- _Task objective_: Please return the records below exactly as they stand.

- _The input_:
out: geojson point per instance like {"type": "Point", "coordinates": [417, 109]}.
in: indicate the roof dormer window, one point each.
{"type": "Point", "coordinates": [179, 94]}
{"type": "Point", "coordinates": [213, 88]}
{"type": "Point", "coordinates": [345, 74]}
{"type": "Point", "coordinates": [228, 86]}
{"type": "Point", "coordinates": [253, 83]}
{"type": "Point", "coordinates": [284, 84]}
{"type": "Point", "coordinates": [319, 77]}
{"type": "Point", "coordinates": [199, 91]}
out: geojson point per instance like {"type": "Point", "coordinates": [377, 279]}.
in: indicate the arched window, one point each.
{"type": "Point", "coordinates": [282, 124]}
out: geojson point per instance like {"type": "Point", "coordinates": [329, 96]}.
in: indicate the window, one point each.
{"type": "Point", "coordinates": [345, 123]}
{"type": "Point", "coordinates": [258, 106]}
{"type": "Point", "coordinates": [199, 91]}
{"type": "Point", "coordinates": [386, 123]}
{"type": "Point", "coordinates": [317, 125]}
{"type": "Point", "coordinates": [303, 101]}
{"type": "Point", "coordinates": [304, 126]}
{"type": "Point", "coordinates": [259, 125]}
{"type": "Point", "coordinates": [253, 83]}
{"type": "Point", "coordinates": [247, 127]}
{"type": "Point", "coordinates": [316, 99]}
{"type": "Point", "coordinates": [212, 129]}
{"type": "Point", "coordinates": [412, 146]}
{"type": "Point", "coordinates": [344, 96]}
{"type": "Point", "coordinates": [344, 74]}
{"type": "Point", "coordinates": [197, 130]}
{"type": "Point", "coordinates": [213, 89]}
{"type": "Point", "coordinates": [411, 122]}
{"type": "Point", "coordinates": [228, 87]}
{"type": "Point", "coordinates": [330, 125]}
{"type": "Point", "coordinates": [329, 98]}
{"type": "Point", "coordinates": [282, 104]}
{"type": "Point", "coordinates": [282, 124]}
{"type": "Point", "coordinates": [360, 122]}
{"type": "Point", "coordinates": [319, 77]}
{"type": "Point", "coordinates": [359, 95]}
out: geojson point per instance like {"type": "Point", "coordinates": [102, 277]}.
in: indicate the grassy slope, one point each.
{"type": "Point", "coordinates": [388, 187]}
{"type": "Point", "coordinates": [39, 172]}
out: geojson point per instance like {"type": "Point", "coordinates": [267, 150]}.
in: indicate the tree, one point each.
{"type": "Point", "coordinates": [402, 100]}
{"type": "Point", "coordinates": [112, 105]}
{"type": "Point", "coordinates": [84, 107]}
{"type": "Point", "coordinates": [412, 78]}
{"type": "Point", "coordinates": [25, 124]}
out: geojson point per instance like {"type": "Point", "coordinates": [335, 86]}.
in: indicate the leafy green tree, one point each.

- _Exercise result_:
out: geojson point per instance like {"type": "Point", "coordinates": [417, 109]}.
in: indicate the roof dormer window, one point each.
{"type": "Point", "coordinates": [179, 94]}
{"type": "Point", "coordinates": [213, 88]}
{"type": "Point", "coordinates": [345, 74]}
{"type": "Point", "coordinates": [228, 86]}
{"type": "Point", "coordinates": [253, 83]}
{"type": "Point", "coordinates": [284, 84]}
{"type": "Point", "coordinates": [319, 77]}
{"type": "Point", "coordinates": [199, 91]}
out: geojson point per instance like {"type": "Point", "coordinates": [377, 279]}.
in: indicate the arched window, one point each.
{"type": "Point", "coordinates": [282, 124]}
out: geojson point per instance like {"type": "Point", "coordinates": [329, 96]}.
in: indicate the window, one point each.
{"type": "Point", "coordinates": [345, 123]}
{"type": "Point", "coordinates": [258, 106]}
{"type": "Point", "coordinates": [199, 91]}
{"type": "Point", "coordinates": [386, 123]}
{"type": "Point", "coordinates": [317, 125]}
{"type": "Point", "coordinates": [303, 101]}
{"type": "Point", "coordinates": [304, 126]}
{"type": "Point", "coordinates": [259, 125]}
{"type": "Point", "coordinates": [253, 83]}
{"type": "Point", "coordinates": [247, 127]}
{"type": "Point", "coordinates": [316, 99]}
{"type": "Point", "coordinates": [212, 129]}
{"type": "Point", "coordinates": [412, 146]}
{"type": "Point", "coordinates": [344, 96]}
{"type": "Point", "coordinates": [344, 74]}
{"type": "Point", "coordinates": [197, 130]}
{"type": "Point", "coordinates": [213, 89]}
{"type": "Point", "coordinates": [411, 122]}
{"type": "Point", "coordinates": [228, 87]}
{"type": "Point", "coordinates": [330, 125]}
{"type": "Point", "coordinates": [329, 98]}
{"type": "Point", "coordinates": [282, 104]}
{"type": "Point", "coordinates": [282, 124]}
{"type": "Point", "coordinates": [360, 122]}
{"type": "Point", "coordinates": [319, 77]}
{"type": "Point", "coordinates": [359, 95]}
out: geojson point per instance like {"type": "Point", "coordinates": [102, 277]}.
in: indicate the grassy slope, one point each.
{"type": "Point", "coordinates": [388, 187]}
{"type": "Point", "coordinates": [39, 172]}
out: geojson point per instance like {"type": "Point", "coordinates": [267, 150]}.
in: indicate the tree, one point each.
{"type": "Point", "coordinates": [402, 100]}
{"type": "Point", "coordinates": [112, 105]}
{"type": "Point", "coordinates": [84, 107]}
{"type": "Point", "coordinates": [412, 78]}
{"type": "Point", "coordinates": [25, 124]}
out: geojson point per instance like {"type": "Point", "coordinates": [335, 86]}.
in: indicate the leafy green tree, one point each.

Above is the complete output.